**EXERCISE GOAL**
Report all lines in the records that hold the string "utility".

[Stored entries]
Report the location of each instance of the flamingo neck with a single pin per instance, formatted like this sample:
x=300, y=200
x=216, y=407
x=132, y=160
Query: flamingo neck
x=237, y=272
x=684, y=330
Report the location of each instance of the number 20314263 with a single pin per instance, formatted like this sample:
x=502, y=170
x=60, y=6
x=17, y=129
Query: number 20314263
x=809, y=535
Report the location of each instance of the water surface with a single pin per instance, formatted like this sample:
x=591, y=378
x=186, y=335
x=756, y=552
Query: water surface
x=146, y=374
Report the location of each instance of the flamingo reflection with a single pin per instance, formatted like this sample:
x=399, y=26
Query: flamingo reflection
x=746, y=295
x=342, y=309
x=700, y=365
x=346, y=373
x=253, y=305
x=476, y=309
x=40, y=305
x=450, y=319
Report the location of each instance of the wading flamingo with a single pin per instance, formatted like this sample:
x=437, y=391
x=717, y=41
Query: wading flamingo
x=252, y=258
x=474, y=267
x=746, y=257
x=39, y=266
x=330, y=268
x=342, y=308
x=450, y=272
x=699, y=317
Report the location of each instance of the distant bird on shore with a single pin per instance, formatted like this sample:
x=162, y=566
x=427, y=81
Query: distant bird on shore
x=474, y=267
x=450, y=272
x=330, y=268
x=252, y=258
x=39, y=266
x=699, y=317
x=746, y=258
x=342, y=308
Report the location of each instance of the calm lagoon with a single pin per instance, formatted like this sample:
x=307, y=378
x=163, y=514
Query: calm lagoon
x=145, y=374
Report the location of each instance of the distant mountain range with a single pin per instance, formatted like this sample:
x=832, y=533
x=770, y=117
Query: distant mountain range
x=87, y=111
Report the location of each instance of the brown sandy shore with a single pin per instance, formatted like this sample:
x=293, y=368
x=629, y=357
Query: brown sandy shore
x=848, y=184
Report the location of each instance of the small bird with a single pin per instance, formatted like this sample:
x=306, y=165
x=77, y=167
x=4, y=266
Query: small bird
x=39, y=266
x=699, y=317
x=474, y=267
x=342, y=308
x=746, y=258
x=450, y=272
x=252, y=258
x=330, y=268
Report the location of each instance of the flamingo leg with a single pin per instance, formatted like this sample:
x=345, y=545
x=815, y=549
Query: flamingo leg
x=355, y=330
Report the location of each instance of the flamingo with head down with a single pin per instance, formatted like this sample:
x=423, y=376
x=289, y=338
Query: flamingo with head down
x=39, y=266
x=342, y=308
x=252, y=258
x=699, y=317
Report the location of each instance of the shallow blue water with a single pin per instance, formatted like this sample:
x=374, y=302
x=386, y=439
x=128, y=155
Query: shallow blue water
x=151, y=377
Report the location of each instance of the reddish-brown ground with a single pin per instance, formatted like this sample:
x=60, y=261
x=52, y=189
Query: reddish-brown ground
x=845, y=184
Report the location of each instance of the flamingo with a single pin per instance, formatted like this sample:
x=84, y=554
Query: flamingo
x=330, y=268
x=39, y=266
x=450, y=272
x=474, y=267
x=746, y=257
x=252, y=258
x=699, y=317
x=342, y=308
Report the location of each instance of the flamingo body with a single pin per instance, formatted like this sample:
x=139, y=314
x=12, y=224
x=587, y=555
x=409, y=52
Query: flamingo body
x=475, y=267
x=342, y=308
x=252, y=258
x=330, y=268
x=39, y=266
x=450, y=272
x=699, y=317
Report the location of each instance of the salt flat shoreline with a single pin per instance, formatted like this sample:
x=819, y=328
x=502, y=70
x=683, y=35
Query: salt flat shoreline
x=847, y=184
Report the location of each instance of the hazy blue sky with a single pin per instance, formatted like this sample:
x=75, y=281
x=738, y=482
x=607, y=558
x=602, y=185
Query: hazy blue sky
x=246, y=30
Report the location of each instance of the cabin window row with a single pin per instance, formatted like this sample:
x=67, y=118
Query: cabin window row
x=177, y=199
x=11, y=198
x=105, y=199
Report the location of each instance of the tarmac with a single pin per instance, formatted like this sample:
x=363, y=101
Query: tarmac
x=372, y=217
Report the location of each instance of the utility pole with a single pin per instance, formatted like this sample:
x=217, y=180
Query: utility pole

**ANSWER BOX**
Report the location of each instance of the utility pole with a single pin per instance, formatted like this sample:
Query: utility pole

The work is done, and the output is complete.